• Problem to solve
In the theater review below, explain in one to three sentences why Mary Page's line "it feels like a different person who was going through that" draws a laugh from the audience.

• Passage
********************
From childhood to senior citizenship, Mary Page faces illness, divorce, alcoholism, infidelity, displacement, and more, all with the same attitude, as if various key moments in her life are no different from the rest of her days; sometimes the choices aren’t hers, but even when they are, she is often a spectator, much like the audience. “What do you want?” her teenage daughter, Wendy (Kayli Carter), asks at a Denny’s as her younger brother, Louis (Ryan Foust), plays with a map. “Why can’t you just say what you want?” Wendy repeats when her mother avoids the question. Throughout the ninety-minute intermissionless play, Mary Page says “I don’t know” two dozen times, although she also does provide some answers. When her shrink (Marcia DeBonis) asks her why she hasn’t brought up what she believes to be a certain important issue previously, Mary Page says, “Because it’s not relevant, that’s what I’m telling you, it feels like a different person who was going through that,” eliciting a laugh from the audience since each Mary Page is played by a different actress. She then adds, “I still live life even when you’re not watching me,” as if reminding the audience that there is even more to Mary Page than what is revealed onstage, just as there is more to any woman we see in real life. But even when she does — or doesn’t — take action for her own benefit, she shows a resilience to persist, a well-earned survival instinct that keeps her going despite what are sometimes formidable odds.
Letts (August: Osage County, Superior Donuts) and director Lila Neugebauer, who has excelled helming such ensemble pieces as The Antipodes, Everybody, The Wolves, and The Wayside Motor Inn, do a beautiful job moving from scene to scene; even though events happen out of order, Mary Page is in a constant state of progression. We might not ever see them together (at least not until the curtain call), but the six amazing women who play Mary Page flow into one another seamlessly, helping make her one person with many distinct aspects. The large cast also includes Grace Gummer as Mary Page’s mother and Nick Dillenburg as her father; Audrey Corsa and Tess Frazer as her high school friends, Connie and Lorna; David Aaron Baker and Brian Kerwin as significant others Ray and Andy; Maria Elena Ramirez as her nurse; Gary Wilmes as one of her lovers; and Elliot Villar as her dry cleaner, who wraps everything up as they talk about fixing a quilt in which “different women would sew the different panels and then stitch them all together,” just as Letts, Neugebauer, and the cast have so remarkably done in this extraordinary work.
Claire Tow Theater
LCT3/Lincoln Center Theater
150 West 65th St.
********************
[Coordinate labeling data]
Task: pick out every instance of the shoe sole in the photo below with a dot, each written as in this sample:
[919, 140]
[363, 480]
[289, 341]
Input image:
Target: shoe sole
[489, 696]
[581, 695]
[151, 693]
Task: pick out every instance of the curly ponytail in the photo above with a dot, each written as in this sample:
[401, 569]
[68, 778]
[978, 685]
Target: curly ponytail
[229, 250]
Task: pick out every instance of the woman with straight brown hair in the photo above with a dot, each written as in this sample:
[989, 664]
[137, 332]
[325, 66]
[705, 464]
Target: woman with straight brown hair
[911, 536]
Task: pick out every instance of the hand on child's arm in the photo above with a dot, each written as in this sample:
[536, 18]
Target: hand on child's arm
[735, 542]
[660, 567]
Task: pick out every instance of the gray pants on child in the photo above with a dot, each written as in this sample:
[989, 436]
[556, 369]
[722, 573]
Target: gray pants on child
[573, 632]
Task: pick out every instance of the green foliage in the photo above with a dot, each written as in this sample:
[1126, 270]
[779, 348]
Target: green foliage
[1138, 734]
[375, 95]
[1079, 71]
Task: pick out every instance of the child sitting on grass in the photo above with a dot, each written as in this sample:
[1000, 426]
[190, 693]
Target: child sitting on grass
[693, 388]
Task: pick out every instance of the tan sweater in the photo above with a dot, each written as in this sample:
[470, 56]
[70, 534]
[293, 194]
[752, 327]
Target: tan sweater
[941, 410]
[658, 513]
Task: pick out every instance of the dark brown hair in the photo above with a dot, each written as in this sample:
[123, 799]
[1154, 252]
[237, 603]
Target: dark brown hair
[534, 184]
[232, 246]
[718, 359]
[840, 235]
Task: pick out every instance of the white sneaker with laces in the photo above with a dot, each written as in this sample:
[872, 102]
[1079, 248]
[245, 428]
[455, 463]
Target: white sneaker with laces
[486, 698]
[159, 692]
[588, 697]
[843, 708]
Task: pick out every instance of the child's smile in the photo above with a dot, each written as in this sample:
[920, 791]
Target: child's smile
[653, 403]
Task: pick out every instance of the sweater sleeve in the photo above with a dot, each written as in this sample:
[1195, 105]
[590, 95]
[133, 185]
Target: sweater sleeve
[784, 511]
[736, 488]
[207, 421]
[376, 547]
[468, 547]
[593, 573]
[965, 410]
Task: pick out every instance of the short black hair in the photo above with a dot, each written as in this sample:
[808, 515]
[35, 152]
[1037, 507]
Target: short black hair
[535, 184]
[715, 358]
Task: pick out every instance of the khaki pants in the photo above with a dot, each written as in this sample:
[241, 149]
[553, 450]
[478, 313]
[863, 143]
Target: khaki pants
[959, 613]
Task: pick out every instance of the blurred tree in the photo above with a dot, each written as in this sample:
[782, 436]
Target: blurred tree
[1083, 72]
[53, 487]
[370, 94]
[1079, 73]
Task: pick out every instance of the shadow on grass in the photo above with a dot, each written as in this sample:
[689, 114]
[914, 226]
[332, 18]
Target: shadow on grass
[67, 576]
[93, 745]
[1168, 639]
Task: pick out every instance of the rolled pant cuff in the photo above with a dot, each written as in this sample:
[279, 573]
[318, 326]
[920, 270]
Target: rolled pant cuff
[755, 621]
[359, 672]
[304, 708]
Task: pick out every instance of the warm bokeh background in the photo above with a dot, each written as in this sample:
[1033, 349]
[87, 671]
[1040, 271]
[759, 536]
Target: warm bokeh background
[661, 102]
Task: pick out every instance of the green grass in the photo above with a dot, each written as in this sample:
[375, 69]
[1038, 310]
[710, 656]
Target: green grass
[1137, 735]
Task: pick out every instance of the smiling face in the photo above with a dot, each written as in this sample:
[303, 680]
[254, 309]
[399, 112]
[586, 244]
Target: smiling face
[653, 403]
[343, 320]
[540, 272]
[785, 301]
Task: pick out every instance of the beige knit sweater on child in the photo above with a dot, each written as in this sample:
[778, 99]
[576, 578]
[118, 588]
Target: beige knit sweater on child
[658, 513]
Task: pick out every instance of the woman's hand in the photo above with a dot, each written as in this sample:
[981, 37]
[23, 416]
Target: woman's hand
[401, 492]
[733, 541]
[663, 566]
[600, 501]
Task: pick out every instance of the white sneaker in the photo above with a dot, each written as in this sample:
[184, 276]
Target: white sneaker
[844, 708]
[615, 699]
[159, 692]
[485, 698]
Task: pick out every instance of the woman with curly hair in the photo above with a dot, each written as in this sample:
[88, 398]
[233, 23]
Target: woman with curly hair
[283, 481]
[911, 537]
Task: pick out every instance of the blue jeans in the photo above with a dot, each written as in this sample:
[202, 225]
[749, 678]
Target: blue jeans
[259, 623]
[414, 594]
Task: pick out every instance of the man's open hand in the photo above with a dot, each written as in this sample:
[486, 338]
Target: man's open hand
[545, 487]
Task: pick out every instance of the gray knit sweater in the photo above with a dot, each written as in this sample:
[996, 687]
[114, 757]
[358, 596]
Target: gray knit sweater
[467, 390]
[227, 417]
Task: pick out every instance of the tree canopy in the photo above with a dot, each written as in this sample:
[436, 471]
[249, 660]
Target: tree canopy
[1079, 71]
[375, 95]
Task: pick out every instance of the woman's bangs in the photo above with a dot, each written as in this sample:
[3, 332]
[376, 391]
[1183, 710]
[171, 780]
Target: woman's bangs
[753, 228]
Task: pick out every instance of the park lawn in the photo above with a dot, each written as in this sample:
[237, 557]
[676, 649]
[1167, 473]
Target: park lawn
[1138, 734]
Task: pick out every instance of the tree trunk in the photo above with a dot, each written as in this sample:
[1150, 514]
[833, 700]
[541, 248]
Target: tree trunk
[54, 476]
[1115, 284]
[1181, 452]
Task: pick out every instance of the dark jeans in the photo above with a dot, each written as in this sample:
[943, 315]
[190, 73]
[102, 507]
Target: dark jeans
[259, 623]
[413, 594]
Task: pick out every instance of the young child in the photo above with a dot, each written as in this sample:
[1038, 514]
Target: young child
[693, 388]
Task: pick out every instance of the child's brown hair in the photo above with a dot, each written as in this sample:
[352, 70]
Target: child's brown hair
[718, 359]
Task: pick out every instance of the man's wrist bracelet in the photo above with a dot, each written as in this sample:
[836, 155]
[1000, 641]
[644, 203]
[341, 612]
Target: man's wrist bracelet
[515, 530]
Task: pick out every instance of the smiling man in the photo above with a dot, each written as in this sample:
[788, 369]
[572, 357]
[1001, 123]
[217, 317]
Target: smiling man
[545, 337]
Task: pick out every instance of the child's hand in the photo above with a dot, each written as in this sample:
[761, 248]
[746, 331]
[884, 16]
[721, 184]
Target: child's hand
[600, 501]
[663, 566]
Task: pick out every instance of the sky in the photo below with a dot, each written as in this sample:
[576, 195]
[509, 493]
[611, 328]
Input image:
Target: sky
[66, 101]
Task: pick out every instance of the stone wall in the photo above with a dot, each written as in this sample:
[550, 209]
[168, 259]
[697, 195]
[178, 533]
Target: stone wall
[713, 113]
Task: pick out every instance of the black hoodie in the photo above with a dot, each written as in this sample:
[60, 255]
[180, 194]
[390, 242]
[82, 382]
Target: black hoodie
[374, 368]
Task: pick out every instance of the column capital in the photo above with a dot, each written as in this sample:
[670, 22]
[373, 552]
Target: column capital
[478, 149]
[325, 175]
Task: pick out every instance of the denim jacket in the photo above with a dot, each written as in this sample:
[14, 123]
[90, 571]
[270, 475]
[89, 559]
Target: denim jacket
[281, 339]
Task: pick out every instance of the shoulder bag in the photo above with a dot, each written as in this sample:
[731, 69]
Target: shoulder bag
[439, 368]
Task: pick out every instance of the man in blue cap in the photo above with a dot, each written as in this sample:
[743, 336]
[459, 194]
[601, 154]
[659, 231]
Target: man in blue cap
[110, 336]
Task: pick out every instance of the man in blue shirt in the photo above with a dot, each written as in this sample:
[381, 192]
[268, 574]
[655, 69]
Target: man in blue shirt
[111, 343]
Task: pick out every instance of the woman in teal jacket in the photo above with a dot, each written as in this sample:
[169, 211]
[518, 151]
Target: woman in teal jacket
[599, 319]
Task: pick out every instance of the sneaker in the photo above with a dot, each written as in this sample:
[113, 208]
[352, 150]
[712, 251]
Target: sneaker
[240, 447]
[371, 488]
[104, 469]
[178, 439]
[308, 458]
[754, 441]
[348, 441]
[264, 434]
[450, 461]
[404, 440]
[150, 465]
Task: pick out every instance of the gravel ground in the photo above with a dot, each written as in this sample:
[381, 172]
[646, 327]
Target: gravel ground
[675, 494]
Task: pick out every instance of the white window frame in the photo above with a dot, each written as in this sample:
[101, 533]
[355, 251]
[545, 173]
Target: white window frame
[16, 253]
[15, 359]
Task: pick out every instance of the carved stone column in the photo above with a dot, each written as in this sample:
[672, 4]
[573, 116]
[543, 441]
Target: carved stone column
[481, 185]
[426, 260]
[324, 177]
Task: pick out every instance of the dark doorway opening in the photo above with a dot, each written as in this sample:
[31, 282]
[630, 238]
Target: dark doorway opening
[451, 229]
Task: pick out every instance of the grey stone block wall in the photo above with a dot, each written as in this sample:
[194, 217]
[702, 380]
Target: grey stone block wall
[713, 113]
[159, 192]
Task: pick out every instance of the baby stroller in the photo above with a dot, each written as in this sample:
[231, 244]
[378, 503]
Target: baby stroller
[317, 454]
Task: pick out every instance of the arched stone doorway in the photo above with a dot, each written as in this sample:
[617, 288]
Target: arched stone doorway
********************
• Solution to this exercise
The line draws a laugh because each Mary Page is played by a different actress. When she says that the past feels like it happened to a different person, the audience is in fact seeing a different performer in each stage of her life.